>>>>>
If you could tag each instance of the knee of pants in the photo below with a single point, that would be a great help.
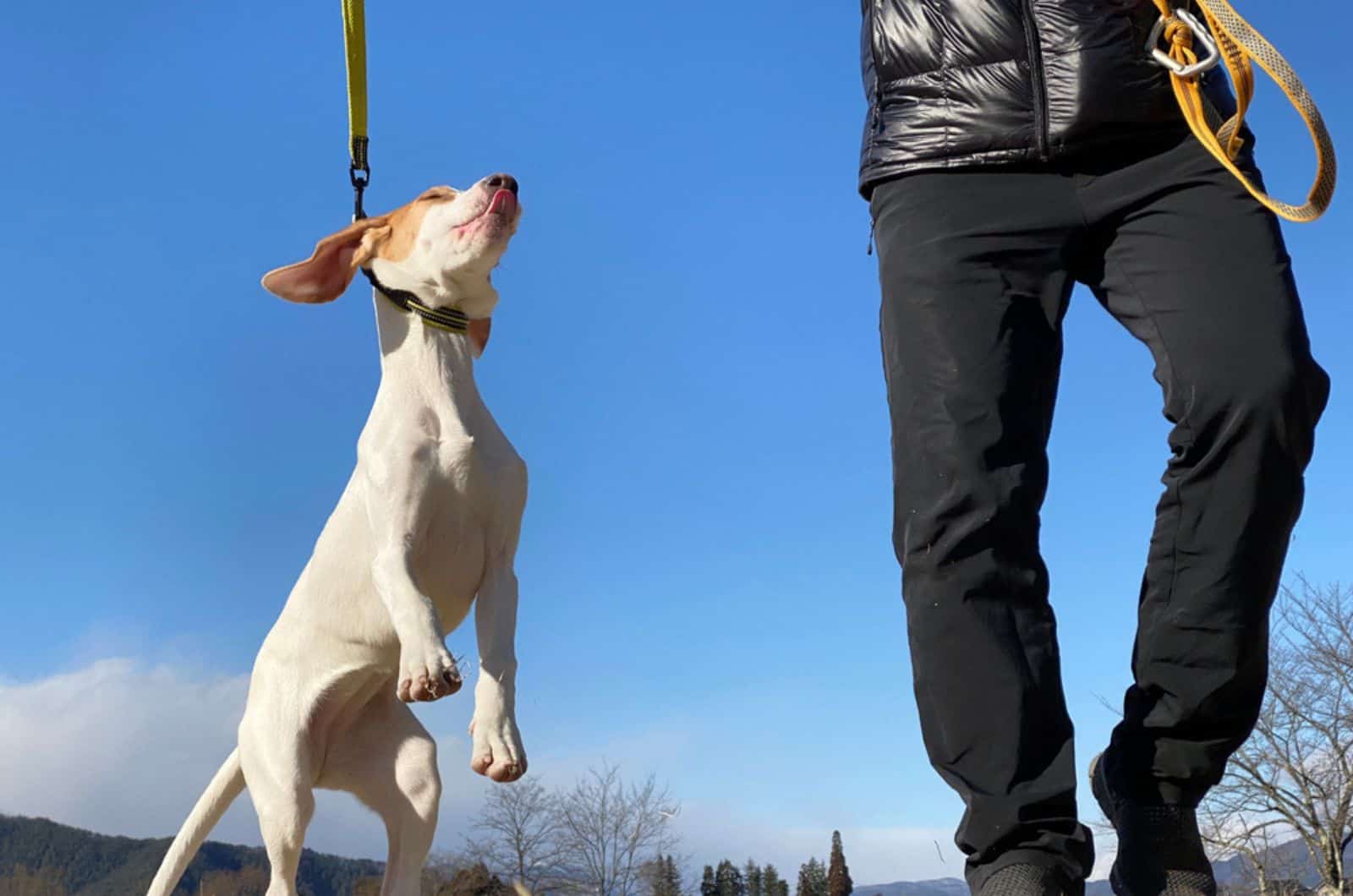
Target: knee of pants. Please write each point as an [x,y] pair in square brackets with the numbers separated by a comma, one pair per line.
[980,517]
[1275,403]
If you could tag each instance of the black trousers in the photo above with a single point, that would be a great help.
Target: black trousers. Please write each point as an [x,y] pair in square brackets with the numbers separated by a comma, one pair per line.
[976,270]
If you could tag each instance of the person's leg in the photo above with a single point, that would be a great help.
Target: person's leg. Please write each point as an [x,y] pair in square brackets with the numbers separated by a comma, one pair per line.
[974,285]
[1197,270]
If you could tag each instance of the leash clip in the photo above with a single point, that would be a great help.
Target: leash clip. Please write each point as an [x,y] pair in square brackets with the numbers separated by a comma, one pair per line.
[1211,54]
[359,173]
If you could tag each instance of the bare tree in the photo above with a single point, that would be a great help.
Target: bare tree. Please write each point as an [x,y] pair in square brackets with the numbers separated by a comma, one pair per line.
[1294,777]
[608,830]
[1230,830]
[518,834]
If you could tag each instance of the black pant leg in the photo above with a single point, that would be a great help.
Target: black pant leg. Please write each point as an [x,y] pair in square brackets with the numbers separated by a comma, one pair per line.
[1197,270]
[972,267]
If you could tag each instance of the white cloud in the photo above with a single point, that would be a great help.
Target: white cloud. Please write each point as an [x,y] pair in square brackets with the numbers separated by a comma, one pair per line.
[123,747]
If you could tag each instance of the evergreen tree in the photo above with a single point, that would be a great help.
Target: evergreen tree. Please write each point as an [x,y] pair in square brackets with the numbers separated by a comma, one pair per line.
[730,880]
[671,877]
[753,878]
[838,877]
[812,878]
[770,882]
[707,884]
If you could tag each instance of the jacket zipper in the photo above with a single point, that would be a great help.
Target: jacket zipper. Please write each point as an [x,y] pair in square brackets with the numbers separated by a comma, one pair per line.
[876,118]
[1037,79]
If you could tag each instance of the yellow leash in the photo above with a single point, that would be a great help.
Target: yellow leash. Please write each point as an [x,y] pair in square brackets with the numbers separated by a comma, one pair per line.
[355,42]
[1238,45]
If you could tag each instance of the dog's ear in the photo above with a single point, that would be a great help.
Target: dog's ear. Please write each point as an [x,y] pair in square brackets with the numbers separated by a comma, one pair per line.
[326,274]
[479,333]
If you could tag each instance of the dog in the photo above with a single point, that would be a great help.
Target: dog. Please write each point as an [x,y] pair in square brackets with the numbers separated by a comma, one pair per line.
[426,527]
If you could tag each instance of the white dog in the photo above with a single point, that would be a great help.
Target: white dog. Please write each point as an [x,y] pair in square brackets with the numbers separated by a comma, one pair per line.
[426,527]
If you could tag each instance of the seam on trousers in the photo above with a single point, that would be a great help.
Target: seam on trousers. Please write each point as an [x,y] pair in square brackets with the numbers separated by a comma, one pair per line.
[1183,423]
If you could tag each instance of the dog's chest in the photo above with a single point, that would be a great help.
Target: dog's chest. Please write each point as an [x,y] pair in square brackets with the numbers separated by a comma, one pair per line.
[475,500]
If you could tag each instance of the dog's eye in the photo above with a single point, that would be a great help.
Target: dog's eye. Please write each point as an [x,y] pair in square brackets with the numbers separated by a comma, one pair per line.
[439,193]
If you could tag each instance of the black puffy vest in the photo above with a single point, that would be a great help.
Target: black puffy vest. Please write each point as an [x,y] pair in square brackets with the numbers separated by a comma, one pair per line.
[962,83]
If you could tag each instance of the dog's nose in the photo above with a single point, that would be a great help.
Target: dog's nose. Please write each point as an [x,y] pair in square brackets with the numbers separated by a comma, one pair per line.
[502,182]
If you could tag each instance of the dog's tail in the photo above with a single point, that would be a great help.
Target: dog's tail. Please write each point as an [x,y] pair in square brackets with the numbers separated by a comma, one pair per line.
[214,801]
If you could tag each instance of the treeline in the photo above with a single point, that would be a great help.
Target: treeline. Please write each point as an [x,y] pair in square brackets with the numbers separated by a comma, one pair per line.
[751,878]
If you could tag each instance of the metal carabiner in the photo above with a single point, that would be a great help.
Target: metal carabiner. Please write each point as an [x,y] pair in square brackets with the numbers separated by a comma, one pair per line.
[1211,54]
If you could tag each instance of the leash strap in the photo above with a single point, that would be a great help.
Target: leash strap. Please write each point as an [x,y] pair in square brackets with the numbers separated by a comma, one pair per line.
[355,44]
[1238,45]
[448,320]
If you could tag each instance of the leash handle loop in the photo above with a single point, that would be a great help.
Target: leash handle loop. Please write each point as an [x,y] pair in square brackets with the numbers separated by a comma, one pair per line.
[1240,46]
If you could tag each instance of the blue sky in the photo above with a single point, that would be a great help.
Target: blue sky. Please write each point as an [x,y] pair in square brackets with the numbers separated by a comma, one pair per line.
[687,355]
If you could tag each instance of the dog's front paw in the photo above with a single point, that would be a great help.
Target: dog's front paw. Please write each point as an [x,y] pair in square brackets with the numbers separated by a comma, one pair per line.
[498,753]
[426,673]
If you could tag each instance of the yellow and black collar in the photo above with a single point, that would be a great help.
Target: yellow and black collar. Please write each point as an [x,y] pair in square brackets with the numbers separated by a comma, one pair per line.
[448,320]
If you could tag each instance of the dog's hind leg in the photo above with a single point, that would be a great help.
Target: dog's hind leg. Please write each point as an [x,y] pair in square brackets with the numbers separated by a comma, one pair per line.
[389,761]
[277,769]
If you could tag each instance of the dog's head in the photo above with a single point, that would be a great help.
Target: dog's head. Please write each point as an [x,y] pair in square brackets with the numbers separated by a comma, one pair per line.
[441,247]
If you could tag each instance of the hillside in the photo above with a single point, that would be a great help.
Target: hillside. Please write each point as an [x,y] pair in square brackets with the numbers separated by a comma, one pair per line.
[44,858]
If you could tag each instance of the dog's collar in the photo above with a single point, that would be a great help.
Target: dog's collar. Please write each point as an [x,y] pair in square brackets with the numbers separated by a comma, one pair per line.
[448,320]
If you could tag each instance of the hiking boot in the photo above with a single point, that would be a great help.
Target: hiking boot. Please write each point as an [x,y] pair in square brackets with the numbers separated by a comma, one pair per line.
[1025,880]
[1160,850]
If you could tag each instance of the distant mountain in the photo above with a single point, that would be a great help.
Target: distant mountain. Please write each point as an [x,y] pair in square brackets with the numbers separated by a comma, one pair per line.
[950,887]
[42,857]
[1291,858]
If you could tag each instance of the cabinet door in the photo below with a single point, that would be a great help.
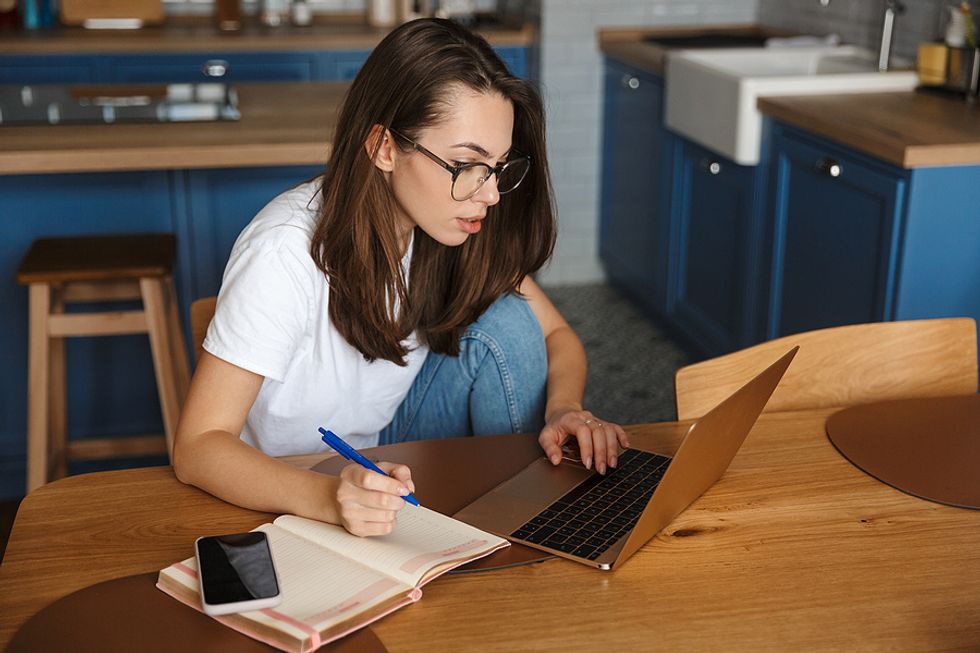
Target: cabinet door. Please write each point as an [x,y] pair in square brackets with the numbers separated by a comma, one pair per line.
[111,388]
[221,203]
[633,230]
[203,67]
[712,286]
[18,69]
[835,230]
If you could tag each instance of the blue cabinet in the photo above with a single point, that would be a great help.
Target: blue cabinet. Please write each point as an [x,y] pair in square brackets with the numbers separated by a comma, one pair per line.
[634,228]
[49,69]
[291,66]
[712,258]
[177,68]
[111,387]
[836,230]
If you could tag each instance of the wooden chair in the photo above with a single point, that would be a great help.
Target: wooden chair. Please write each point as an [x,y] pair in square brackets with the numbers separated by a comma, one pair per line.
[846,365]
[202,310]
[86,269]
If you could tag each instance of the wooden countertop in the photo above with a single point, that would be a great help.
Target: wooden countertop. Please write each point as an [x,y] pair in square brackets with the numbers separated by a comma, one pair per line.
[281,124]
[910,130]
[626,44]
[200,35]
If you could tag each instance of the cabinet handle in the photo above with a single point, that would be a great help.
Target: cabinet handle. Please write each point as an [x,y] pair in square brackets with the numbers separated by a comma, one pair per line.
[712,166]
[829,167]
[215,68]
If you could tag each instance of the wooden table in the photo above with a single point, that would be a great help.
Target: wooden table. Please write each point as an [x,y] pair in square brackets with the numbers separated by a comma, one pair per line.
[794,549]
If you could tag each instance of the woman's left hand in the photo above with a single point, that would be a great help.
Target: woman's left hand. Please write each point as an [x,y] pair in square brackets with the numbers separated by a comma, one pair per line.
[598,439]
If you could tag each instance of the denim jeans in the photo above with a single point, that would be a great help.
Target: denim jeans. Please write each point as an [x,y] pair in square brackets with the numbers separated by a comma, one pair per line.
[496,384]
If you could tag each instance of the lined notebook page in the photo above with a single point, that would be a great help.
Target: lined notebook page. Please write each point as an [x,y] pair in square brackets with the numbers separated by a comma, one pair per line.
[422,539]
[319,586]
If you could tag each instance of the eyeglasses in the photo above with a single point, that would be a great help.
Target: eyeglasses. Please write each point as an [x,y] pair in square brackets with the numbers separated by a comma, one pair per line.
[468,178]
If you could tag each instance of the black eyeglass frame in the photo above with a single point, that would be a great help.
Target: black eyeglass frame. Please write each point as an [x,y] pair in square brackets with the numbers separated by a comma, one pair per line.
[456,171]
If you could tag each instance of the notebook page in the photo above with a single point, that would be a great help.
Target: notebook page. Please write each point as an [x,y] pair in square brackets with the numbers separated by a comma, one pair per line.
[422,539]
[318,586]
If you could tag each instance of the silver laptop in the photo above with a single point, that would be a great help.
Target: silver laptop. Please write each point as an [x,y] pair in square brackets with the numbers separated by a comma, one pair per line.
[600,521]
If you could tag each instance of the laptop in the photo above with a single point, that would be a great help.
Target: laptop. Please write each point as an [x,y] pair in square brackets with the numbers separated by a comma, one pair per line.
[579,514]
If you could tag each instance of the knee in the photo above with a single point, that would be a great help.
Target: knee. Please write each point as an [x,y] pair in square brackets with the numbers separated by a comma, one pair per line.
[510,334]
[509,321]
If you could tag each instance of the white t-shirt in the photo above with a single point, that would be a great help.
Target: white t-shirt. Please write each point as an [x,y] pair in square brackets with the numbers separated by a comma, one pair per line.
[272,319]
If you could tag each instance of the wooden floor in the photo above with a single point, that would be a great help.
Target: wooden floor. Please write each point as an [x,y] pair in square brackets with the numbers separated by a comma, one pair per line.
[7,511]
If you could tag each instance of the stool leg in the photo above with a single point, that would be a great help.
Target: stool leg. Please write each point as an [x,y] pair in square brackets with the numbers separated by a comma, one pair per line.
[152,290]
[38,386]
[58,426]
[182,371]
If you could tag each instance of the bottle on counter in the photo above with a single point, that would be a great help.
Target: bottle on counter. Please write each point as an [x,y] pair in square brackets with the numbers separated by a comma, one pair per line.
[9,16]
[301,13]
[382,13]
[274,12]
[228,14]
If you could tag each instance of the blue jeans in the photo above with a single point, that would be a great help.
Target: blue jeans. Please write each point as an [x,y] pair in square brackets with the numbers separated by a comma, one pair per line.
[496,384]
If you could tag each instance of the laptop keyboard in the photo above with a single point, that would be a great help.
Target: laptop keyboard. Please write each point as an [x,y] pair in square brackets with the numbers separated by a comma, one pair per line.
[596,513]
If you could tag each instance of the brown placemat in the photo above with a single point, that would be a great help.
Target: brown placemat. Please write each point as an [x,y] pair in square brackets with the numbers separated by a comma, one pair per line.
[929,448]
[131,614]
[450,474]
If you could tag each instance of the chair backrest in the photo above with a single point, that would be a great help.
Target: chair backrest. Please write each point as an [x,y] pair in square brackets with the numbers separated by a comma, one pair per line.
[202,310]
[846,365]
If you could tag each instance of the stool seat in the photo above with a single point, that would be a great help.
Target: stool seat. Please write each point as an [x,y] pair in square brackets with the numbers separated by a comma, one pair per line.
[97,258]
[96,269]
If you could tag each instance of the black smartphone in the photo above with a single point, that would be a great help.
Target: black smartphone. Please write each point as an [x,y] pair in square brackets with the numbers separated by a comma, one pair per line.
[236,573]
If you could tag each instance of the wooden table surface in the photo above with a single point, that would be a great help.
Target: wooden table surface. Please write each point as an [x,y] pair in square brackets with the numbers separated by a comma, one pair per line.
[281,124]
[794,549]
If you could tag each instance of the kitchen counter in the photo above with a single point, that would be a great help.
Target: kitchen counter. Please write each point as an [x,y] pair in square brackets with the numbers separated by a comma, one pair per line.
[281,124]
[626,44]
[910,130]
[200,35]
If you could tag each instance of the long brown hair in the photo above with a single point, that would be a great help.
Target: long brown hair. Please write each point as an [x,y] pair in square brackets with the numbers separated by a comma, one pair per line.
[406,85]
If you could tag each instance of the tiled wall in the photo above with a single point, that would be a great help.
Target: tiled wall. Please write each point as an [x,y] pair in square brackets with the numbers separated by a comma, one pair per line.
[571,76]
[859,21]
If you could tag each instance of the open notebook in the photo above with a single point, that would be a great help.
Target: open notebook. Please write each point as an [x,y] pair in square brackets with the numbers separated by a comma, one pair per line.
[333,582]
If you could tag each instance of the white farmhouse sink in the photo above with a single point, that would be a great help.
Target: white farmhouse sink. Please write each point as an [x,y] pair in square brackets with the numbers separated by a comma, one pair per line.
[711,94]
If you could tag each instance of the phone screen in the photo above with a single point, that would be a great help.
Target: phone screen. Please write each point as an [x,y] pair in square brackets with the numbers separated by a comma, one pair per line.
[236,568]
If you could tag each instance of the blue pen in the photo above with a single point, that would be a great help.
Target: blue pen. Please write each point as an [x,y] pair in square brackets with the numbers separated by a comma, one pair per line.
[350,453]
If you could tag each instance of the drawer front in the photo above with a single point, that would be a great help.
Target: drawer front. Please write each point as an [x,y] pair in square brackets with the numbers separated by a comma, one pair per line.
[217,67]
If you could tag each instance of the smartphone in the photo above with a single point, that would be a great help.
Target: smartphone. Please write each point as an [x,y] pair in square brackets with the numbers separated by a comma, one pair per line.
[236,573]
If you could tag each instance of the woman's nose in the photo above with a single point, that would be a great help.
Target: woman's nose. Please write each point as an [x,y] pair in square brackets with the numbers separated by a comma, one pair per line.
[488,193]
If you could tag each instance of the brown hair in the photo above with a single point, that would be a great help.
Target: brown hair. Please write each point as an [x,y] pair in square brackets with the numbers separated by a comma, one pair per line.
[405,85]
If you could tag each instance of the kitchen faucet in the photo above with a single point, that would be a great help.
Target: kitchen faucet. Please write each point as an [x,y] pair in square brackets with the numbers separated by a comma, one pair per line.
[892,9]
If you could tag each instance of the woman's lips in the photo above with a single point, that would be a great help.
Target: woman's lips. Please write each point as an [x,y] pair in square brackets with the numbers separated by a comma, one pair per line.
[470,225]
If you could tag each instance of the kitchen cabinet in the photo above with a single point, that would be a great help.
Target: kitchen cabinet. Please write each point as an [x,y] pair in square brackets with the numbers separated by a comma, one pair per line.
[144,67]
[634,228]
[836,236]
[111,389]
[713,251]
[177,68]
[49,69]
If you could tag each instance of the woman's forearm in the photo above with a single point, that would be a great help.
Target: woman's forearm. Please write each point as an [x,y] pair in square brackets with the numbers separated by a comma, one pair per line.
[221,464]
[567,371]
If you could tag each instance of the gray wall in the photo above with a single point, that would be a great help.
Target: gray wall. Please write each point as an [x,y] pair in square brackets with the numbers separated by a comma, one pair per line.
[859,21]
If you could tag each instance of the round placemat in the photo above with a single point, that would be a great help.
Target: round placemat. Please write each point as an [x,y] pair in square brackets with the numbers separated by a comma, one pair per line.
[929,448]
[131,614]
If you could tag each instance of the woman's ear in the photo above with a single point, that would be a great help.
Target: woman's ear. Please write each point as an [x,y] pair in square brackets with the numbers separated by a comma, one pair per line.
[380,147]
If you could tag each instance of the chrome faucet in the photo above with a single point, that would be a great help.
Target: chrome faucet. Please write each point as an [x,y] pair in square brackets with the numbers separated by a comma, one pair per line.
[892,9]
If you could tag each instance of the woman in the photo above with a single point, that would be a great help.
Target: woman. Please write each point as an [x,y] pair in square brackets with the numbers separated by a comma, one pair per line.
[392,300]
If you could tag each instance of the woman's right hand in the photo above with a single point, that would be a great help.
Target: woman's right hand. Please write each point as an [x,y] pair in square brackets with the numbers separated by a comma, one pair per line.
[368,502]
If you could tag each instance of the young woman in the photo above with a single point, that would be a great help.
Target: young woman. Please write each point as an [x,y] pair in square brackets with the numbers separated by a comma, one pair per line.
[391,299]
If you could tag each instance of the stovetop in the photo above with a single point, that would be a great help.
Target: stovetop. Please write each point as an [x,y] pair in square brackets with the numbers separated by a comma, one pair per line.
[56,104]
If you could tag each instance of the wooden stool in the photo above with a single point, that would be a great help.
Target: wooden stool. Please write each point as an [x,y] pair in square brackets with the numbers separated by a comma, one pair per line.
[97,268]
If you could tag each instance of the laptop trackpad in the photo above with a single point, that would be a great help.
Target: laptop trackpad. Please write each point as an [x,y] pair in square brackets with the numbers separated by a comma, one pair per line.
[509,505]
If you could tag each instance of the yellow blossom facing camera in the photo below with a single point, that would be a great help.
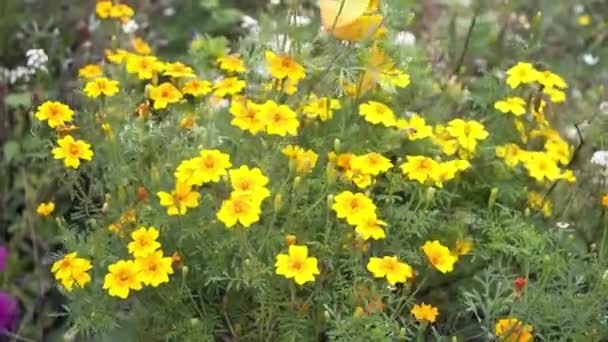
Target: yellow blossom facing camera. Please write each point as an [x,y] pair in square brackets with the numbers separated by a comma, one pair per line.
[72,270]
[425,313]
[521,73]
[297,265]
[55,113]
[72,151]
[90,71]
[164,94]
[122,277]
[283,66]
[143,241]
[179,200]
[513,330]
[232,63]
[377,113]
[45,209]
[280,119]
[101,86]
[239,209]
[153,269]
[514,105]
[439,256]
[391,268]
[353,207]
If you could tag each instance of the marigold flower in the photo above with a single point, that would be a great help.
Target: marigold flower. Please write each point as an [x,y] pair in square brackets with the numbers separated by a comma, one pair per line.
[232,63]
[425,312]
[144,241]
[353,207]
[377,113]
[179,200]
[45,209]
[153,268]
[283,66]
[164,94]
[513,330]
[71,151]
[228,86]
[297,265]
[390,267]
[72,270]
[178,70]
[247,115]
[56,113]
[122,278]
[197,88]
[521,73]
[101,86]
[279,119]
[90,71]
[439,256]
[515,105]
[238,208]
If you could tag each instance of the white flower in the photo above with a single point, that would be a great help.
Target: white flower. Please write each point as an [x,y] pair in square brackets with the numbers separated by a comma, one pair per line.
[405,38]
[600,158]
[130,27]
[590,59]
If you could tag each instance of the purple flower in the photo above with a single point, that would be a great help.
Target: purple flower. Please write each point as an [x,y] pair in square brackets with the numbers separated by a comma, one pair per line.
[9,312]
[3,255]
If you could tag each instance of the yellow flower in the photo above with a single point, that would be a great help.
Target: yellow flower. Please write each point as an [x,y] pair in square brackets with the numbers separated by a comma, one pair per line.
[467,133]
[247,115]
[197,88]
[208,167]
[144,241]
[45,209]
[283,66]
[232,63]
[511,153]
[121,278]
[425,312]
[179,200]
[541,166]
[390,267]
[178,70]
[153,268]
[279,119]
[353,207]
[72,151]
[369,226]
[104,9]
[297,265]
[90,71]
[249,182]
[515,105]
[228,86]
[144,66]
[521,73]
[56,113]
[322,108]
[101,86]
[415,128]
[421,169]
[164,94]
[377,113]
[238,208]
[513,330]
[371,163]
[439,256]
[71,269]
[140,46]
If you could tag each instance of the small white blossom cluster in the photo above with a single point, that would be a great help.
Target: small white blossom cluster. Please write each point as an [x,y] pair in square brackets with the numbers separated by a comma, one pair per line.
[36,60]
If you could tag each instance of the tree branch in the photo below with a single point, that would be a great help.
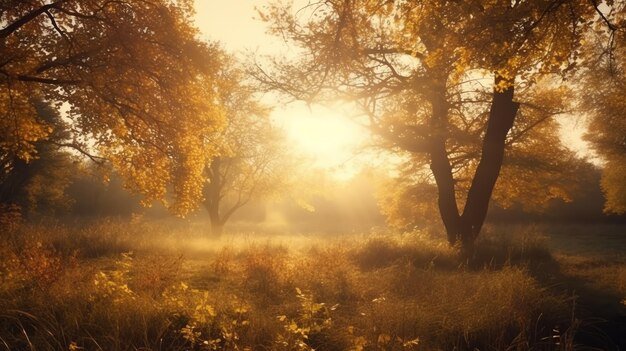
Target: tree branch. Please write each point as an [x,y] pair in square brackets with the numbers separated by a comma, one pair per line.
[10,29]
<<<<<
Activity: Extract from the listing above the lines between the line containing "If you could tag each instance of the gray" and the line containing "If you could tag each instance of the woman in", keeping both of those lines. Output nothing else.

Solution to the exercise:
If you could tag each instance of the gray wall in the photo above with a single point, that would be a great help.
Target: gray wall. Please write each point as an [x,y] pair in square brackets with the numbers separated by a comma, one pair per line.
[859,21]
If you could tag each instance of the round placemat in the photo above with a single point, that would be a great help.
Target: round placemat. Please write each point as an [x,y] pair in square brackets with the numbers separated by a comma, one pair per line.
[929,448]
[131,614]
If you could tag each instance of the woman's ear in the photo above with a single point, that would be a great help.
Target: woman's ear. Please write each point as an [x,y] pair in square brackets with the numbers separated by a comma, one pair per line.
[380,147]
If you could tag each instance of the chrome faucet in the photo above with a single point, that would be a great help.
Target: chrome faucet. Please write each point as an [x,y] pair in square brackets with the numbers separated by a comma, one pair per line.
[892,9]
If you could tag each instance of the woman in the photo above with a single point, that would be a great help.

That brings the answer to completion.